■ **STATED EXERCISE**
State how many lines in the listing below contain the string "sailboat". Treat case as significant, and reply with the number alone.
--- start ---
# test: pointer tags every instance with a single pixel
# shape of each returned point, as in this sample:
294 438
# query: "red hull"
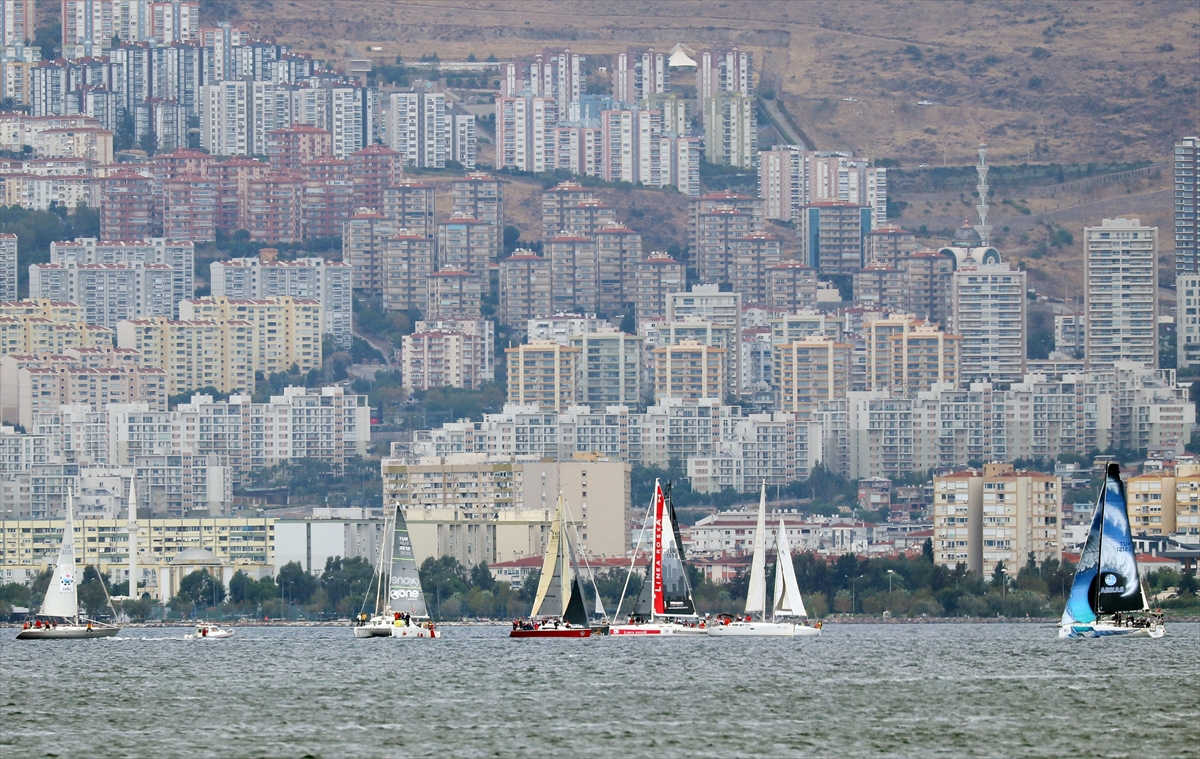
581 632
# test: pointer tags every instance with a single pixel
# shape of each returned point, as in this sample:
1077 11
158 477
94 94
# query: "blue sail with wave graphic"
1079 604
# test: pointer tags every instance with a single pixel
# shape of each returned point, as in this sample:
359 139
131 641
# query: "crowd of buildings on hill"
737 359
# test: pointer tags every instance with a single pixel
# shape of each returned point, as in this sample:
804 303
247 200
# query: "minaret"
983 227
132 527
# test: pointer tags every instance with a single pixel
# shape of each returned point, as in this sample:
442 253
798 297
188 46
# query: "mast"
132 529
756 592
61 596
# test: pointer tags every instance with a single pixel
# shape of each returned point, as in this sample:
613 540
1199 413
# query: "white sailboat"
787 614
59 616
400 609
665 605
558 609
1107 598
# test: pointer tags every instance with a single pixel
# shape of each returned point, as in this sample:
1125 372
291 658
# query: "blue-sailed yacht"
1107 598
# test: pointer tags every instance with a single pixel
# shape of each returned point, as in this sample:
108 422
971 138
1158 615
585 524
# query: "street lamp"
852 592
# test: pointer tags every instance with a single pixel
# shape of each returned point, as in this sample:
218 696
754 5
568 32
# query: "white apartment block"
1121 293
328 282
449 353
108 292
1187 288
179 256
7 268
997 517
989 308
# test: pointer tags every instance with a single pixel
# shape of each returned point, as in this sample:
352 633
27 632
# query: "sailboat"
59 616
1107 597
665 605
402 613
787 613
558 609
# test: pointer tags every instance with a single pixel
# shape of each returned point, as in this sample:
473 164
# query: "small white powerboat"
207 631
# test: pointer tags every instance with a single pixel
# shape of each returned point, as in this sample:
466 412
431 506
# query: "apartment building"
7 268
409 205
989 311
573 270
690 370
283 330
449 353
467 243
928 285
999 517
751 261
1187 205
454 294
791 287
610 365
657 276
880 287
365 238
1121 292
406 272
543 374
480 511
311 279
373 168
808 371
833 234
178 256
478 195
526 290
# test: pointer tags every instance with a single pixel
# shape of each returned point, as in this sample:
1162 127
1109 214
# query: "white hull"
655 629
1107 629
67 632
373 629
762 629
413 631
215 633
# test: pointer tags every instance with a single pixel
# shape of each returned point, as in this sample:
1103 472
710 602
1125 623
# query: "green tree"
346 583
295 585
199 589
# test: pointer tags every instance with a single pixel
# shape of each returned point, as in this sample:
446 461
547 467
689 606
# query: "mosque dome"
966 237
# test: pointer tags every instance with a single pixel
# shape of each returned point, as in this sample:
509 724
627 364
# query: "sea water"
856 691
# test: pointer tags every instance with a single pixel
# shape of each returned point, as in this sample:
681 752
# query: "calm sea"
--- end ---
■ **OUTPUT OF THE EXERCISE**
2